Task brief:
Are you able to retype all the records below exactly?

** Records supplied follows **

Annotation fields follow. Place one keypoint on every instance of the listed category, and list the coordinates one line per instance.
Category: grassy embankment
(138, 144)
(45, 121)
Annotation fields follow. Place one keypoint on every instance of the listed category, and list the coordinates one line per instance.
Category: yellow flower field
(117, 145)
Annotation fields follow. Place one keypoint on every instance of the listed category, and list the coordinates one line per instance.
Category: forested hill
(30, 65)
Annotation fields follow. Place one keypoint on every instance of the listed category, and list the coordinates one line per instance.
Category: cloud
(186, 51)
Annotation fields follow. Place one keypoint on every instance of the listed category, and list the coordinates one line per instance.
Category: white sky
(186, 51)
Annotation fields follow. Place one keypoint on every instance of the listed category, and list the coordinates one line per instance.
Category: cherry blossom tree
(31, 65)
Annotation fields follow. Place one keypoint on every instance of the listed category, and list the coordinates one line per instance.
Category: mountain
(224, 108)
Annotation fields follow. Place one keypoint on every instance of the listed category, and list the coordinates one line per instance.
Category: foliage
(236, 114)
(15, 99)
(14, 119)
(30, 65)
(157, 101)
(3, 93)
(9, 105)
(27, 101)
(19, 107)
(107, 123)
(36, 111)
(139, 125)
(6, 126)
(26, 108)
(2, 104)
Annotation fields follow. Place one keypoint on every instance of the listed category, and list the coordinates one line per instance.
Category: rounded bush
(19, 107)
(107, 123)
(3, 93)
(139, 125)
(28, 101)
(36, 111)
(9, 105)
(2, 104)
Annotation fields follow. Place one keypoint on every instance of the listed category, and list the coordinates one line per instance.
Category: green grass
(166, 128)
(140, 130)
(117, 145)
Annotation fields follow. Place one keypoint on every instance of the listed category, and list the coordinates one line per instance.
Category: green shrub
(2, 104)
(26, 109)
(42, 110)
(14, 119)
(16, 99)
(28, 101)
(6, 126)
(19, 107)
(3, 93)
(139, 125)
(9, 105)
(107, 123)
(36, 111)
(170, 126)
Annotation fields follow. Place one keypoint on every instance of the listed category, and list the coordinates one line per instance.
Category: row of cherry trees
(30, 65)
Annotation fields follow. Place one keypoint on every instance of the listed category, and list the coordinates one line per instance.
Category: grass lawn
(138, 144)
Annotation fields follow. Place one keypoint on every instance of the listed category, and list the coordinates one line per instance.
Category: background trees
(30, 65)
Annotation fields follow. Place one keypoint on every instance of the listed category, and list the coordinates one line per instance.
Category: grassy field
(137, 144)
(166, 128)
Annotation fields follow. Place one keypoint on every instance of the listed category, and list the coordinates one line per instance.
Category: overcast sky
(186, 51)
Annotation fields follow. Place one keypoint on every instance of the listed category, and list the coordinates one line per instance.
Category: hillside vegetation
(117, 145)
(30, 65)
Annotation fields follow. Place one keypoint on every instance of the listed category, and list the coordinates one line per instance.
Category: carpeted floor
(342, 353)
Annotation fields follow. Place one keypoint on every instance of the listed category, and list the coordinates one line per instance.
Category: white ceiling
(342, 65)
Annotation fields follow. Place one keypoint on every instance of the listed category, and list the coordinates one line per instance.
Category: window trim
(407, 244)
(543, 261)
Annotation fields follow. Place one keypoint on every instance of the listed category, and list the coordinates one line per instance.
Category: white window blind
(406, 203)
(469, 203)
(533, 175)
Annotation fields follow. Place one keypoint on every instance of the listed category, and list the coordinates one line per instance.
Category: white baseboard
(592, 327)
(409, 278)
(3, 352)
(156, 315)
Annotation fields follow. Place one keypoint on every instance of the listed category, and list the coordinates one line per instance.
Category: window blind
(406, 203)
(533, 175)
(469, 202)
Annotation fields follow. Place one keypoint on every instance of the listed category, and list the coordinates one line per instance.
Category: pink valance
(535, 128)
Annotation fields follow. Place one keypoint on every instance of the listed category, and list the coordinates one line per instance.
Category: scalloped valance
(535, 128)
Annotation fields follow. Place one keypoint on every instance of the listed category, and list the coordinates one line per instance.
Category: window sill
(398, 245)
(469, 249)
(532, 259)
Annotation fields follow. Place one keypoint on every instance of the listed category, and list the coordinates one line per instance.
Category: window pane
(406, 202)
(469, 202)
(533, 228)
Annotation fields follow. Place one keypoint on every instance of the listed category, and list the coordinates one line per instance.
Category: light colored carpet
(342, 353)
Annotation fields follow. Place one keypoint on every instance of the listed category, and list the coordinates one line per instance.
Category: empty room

** End of Records supplied **

Result of this task:
Annotation fields follow. Place one keypoint on every instance of the listed category, and list the coordinates one line per instance.
Category: grassy embankment
(138, 144)
(45, 121)
Annotation fields follow. Place one keypoint on every instance of the listed category, and list the coordinates one line per instance.
Category: yellow flower field
(117, 145)
Annotation fields follow. Place one keypoint on every instance of the listed category, and list the coordinates one line per instance.
Category: forested hill
(30, 65)
Annotation fields follow. Place one keypoint on every instance of the listed category, and list the coordinates one line per instance.
Category: cloud
(186, 51)
Annotation fields follow. Place one keypoint on every instance of the listed category, and list the coordinates one line per instance.
Category: white sky
(186, 51)
Annotation fields follow. Place one keypoint on every instance of the listed category, and list the coordinates one line per instance.
Category: cherry blossom tree
(31, 65)
Annotation fields follow. Place one keypoint on every instance of the listed category, and list the coordinates one line per instance.
Category: mountain
(224, 108)
Annotation fields follow. Place one keypoint on every instance of the listed category, and list the coordinates one line per instance.
Category: foliage
(236, 114)
(15, 99)
(14, 119)
(30, 65)
(157, 101)
(3, 93)
(9, 105)
(27, 101)
(19, 107)
(107, 123)
(36, 111)
(139, 125)
(6, 126)
(26, 108)
(2, 104)
Annotation fields follow. Place one keypoint on every instance of the listed category, and list the coordinates one line per instance.
Category: rounded bush
(19, 107)
(107, 123)
(3, 93)
(139, 125)
(28, 101)
(36, 111)
(9, 105)
(2, 104)
Annotation fields follow. Place one keypoint on every instance of the listed category, and list the coordinates one line per instance.
Category: green grass
(166, 128)
(140, 130)
(117, 145)
Annotation fields follow. Place one keypoint on every instance of the listed category, and list the coordinates one line per instance.
Category: green shrub
(2, 104)
(26, 109)
(42, 110)
(14, 119)
(16, 99)
(28, 101)
(6, 126)
(19, 107)
(3, 93)
(139, 125)
(9, 105)
(107, 123)
(36, 111)
(170, 126)
Annotation fields follow. Place one keypoint on every instance of the listed category, and list the coordinates one line per instance.
Category: row of cherry trees
(30, 65)
Annotation fields follow. Place one keypoint on every instance of the listed category, and list the coordinates one line per instance.
Category: grass lawn
(138, 144)
Annotation fields follow. Place one keypoint on every instance of the listed category, and list the coordinates one line per instance.
Category: background trees
(30, 65)
Annotation fields follow. Place one keypoint on every instance of the listed category, and list the coordinates one line per instance.
Category: grassy field
(137, 144)
(166, 128)
Annotation fields follow. Place one keypoint on every instance of the listed category, and list the coordinates one line per instance.
Category: overcast sky
(186, 51)
Annotation fields follow. Place one keypoint on every instance of the listed category, and list the coordinates one line per instance.
Category: hillside vegetation
(117, 145)
(30, 65)
Annotation fields follow. Place one keypoint on every instance of the listed category, and list the coordinates one line per instance.
Category: carpeted floor
(342, 353)
Annotation fields follow. Place one keypoint on every instance of the listed category, and list the coordinates one line per instance.
Category: white ceiling
(342, 65)
Annotation fields follow. Place one keypoint on every instance of the listed category, and list the coordinates one line per instance.
Category: window trim
(407, 244)
(543, 261)
Annotation fields follow. Place one keypoint on every instance of the listed category, and list the coordinates one line per instance.
Category: white window blind
(406, 203)
(469, 203)
(533, 175)
Annotation fields follow. Place one keypoint on every instance of the listed category, and list the coordinates one line per instance.
Category: white baseboard
(592, 327)
(409, 278)
(3, 352)
(156, 315)
Annotation fields follow. Place one keypoint on every instance of the listed category, and list the coordinates one line per instance.
Category: window blind
(406, 203)
(533, 175)
(469, 202)
Annotation fields follow. Place one keypoint on every instance of the listed category, and list the coordinates one line per instance.
Category: pink valance
(535, 128)
Annotation fields follow. Place one keypoint on every instance of the listed category, and list the coordinates one line per instance.
Category: scalloped valance
(535, 128)
Annotation fields follow. Place one keypoint on every instance of the listed category, and list the coordinates one line per instance.
Category: window sill
(398, 245)
(469, 249)
(532, 259)
Annotation fields follow. Place one keypoint on every instance of the listed category, and list the coordinates one line per instance.
Category: window pane
(406, 202)
(469, 202)
(533, 228)
Annotation fields follow. Place one keypoint on every instance of the listed category, and list the coordinates one line per instance.
Category: light colored carpet
(342, 353)
Annotation fields follow. Place one keypoint on every instance of the listed category, and list the coordinates one line per instance.
Category: empty room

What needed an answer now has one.